- Activity list -
1. Answer these questions from the article on the type 1 diabetes test, giving each answer on its own line with the matching letter:
(a) In which journal was the paper describing the test published?
(b) What are the scientists seeking for the device?
(c) By what three traits does Dr. Feldman say it has become risky to categorize patients?
2. Carry on the article about the microchip test for type 1 diabetes, beginning after its final sentence.

- Document text -
Segment Open

Stanford University School of Medicine researchers say they have developed an inexpensive, portable, microchip-based test for diagnosing type 1 diabetes that they believe could improve patient care worldwide and help researchers better understand the disease.

Described in a paper (“A plasmonic chip for biomarker discovery and diagnosis of type 1 diabetes”) published in Nature Medicine, the test employs nanotechnology to detect type 1 diabetes outside hospital settings. The handheld microchips distinguish between the two main forms of diabetes mellitus, which are both characterized by high blood-sugar levels but have different causes and treatments.

Until now, making the distinction has required a slow, expensive test available only in sophisticated healthcare settings, according to Brian Feldman, M.D., Ph.D., assistant professor of pediatric endocrinology, the Bechtel Endowed Faculty Scholar in Pediatric Translational Medicine, and the senior author of the paper. The scientists are seeking FDA approval of the device.

“With the new test, not only do we anticipate being able to diagnose diabetes more efficiently and more broadly, we will also understand diabetes better, both the natural history and how new therapies impact the body,” said Dr. Feldman.

Better testing is needed because recent changes in who gets each form of the disease have made it risky to categorize patients based on their age, ethnicity, or weight, as was common in the past, and also because of growing evidence that early, aggressive treatment of type 1 diabetes improves patients' long-term prognoses, continued Dr. Feldman.

Segment Closed

- Exercise data -
Segment Open

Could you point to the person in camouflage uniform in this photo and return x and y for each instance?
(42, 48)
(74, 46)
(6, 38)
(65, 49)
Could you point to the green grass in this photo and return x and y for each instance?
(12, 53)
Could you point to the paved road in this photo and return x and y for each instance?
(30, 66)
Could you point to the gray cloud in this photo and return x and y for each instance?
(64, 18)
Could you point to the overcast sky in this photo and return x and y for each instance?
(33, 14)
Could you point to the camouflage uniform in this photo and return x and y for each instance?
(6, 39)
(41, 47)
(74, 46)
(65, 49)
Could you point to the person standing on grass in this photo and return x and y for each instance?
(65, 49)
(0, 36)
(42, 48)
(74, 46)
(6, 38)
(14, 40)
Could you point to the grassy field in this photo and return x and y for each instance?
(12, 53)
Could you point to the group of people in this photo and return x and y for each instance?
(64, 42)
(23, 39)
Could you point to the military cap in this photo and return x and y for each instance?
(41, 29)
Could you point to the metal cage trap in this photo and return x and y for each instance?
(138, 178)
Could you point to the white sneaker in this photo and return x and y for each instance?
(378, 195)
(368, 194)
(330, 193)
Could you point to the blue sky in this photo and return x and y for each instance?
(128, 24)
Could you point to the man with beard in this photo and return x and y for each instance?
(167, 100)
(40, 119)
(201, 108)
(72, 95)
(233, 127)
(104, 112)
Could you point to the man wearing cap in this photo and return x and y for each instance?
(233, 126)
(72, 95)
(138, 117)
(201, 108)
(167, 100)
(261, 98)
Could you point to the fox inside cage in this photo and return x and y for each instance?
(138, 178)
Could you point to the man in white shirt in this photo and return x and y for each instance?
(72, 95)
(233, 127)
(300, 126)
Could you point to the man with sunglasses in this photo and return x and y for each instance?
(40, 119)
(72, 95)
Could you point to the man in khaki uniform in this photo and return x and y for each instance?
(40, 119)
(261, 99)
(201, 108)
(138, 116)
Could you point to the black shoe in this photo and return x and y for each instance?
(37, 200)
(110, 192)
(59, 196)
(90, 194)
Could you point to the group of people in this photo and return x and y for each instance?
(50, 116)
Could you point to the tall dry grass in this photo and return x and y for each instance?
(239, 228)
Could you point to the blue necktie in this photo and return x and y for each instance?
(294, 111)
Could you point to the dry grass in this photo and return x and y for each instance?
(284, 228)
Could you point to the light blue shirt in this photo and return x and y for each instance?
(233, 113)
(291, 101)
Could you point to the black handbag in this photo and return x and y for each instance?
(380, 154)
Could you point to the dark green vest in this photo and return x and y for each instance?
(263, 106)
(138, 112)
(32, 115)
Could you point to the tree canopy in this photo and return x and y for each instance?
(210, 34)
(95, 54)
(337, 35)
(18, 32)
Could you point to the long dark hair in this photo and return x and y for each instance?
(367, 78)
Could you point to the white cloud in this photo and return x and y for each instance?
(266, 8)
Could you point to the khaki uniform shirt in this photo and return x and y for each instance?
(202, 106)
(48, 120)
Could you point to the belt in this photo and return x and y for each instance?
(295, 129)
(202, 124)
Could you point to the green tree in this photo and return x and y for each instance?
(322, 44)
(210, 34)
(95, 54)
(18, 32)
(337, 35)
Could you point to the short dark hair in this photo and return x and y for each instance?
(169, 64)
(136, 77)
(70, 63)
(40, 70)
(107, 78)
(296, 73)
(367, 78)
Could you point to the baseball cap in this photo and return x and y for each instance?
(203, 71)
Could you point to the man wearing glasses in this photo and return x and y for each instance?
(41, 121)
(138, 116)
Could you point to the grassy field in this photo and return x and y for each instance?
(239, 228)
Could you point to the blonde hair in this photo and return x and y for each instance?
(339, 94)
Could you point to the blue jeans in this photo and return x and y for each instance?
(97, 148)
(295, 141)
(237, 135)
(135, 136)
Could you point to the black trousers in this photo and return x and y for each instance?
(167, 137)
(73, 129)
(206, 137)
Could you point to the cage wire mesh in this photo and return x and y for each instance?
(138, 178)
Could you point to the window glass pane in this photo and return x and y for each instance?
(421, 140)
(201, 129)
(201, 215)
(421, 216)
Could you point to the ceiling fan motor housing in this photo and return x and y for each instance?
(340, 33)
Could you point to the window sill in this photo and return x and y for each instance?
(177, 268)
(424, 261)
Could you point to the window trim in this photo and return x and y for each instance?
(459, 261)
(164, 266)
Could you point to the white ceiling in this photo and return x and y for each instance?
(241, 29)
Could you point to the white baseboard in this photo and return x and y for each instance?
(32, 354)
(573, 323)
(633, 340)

Segment Closed

- Per-task answers -
1.
(a) Nature Medicine
(b) FDA approval
(c) Age, ethnicity, and weight

2.
Decades ago, type 1 diabetes was diagnosed almost exclusively in children, and type 2 diabetes almost always in middle-aged, overweight adults. The distinction was so sharp that lab confirmation of diabetes type was usually considered unnecessary, and was often avoided because of the old test's expense and difficulty. Now, because of the childhood obesity epidemic, about a quarter of newly diagnosed children have type 2 diabetes. And, for unclear reasons, a growing number of newly diagnosed adults have type 1.

Type 1 diabetes is an autoimmune disease caused by an inappropriate immune-system attack on healthy tissue. As a result, patients' bodies stop making insulin, a hormone that plays a key role in processing sugar. The disease begins when a person's own antibodies attack the insulin-producing cells in the pancreas. The autoantibodies are present in people with type 1 but not those with type 2, which is how tests distinguish between them.

“Delayed diagnosis of T1D [type 1 diabetes] can result in severe illness or death, and rapid diagnosis of T1D is critical for the efficacy of emerging therapies,” wrote the investigators. “However, attempts to apply next-generation platforms have been unsuccessful for detecting diabetes biomarkers. Here we describe the development of a plasmonic gold chip for near-infrared fluorescence–enhanced (NIR-FE) detection of islet cell–targeting autoantibodies. We demonstrate that this platform has high sensitivity and specificity for the diagnosis of T1D and can be used to discover previously unknown biomarkers of T1D.”

In addition to new diabetics, people who are at risk of developing type 1 diabetes, such as patients' close relatives, also may benefit from the test because it will allow doctors to quickly and cheaply track their autoantibody levels before they show symptoms, explained Dr. Feldman, who added that because the test is so inexpensive, it may also allow the first broad screening for diabetes autoantibodies in the population at large.